EXERCISE OBJECTIVE: Give the data back exactly as it stands.
ENTRIES SHOWN START
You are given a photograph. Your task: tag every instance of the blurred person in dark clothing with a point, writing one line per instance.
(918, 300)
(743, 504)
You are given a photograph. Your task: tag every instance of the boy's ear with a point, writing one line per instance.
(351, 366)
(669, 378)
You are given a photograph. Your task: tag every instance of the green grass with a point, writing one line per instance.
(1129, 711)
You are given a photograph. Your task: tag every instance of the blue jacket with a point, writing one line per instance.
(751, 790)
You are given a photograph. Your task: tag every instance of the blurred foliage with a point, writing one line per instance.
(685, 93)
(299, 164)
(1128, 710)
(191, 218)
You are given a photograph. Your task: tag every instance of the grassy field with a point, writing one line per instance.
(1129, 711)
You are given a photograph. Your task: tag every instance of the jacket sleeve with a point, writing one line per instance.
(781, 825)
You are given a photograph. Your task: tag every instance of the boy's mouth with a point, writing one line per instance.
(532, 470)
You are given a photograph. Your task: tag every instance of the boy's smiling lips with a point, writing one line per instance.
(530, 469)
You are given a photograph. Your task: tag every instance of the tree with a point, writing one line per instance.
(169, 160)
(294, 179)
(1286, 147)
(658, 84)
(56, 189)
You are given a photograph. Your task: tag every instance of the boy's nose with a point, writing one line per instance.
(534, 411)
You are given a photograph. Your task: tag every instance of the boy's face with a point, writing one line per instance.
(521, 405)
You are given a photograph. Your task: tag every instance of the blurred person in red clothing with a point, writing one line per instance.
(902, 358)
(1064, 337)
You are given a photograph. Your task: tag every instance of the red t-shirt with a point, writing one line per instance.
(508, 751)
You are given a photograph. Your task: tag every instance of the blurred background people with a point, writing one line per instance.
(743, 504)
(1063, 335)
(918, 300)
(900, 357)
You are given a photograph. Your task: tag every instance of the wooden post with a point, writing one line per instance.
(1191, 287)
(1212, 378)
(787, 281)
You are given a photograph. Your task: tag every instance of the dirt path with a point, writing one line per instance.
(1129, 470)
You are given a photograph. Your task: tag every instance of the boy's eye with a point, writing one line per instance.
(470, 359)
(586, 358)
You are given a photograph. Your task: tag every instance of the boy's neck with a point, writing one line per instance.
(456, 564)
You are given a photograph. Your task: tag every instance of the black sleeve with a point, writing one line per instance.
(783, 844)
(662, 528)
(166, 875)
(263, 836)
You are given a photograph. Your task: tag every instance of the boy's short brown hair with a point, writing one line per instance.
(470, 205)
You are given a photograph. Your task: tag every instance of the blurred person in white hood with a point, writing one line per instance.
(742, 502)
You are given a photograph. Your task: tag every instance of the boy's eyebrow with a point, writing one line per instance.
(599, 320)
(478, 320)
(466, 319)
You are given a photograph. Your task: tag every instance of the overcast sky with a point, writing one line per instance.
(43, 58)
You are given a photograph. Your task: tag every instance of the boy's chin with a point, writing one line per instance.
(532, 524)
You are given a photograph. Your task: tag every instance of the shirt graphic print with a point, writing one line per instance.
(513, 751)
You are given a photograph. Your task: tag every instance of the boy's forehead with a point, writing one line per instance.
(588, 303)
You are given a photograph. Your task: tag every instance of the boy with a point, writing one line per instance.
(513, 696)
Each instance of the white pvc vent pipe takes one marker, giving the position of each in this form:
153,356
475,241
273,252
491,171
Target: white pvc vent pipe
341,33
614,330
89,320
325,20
ENTRIES SHOWN END
RESPONSE:
You are given a photograph. Your task: tag every instance of the blurred person in dark clothing with a point, writing one line per instance.
(918, 300)
(743, 504)
You are given a photograph. Your task: tag every instance of the boy's ear with a point, writing one line per instance.
(351, 366)
(669, 378)
You are given a photograph. Your task: tag every instance of the green grass with a point, writing one line per instance.
(1129, 711)
You are given a photograph. Your task: tag every instance of the blue jacket with a point, writing one line per instance.
(751, 790)
You are given a photograph. Your task: tag every instance of the blurred foliage with a point, writing one line per instance.
(685, 93)
(299, 164)
(1128, 710)
(191, 218)
You are given a photograph. Your task: tag every instance of the grassy field with a point, writing one line per instance.
(1129, 711)
You are given a photograph. Your task: tag every instance of the jacket sleeve with a point, writing one line per instance.
(781, 825)
You are given a photograph. Your task: tag every instance of the boy's mouth with a point, writing one line per instance.
(532, 470)
You are given a photograph. Your task: tag every instance of the boy's smiling lips with a point, writing one line per instance.
(530, 469)
You are given a photograph. Your task: tag every instance of the tree with a point, writing one line per instance.
(169, 160)
(294, 179)
(1286, 147)
(658, 84)
(56, 189)
You are given a photograph. Your task: tag every instance of the boy's nose with a point, writing one line per instance.
(534, 411)
You are given a photograph. Your task: tag every instance of the boy's face with a point, writing one line per instance.
(521, 405)
You are given a photograph. Your task: tag every instance of the blurred person in red clothing with a point, writing one line per instance.
(902, 358)
(1064, 337)
You are given a photograph. Your task: tag every instance of the red t-shirt with a point, writing one line per instance.
(508, 751)
You are given a photograph. Your task: tag every instance of the blurred background people with a point, writing one line per instance.
(743, 504)
(1063, 335)
(918, 300)
(900, 357)
You are given a photograph. Your task: tag every instance of the wooden post with a point, writing one line per instance.
(1191, 287)
(1212, 378)
(787, 281)
You are given a photograph. Your task: tag every instance of the dirt path with a point, writing one line per instance.
(1129, 470)
You are given a photograph. Your task: tag every instance of the boy's eye with a point, writing one line per instance.
(470, 359)
(586, 358)
You are given a photograph. Your task: tag every instance of the boy's neck with a point, writing one line per instance.
(456, 564)
You are given a photograph. Your task: tag every instance of the black sleeve with a point, writing one line per instance.
(783, 844)
(662, 528)
(166, 875)
(263, 836)
You are given a photograph. Your task: tag every instance of the boy's short brown hair with a point, writing one line per instance.
(470, 205)
You are given a photograph. Your task: tag every instance of the blurred person in white hood with a point, writing one line per instance.
(742, 502)
You are given a photograph. Your task: tag every instance of the boy's eyebrow with a point, writing one line per instance.
(599, 320)
(478, 320)
(466, 319)
You are given a photograph. Your task: tag every instance of the overcast sky with a point, writing one line per instance.
(43, 58)
You are given a photograph. Your task: tag every instance of the boy's chin with a point, writing one line per instance.
(532, 524)
You are given a photograph. Your task: tag every instance of the shirt graphic print with a point, writing one line per instance.
(513, 751)
You are given a photograph. Your task: tag every instance of the boy's forehead with a point, writing one line per instance.
(588, 303)
You are given a photograph. Your task: tag every instance of the boy with a point, writing one line per instance.
(513, 696)
Each instance of the white pvc vent pipe takes one marker, giving the position of each in this form:
153,356
475,241
273,252
491,171
Target: white pvc vent pipe
341,33
614,330
89,320
325,20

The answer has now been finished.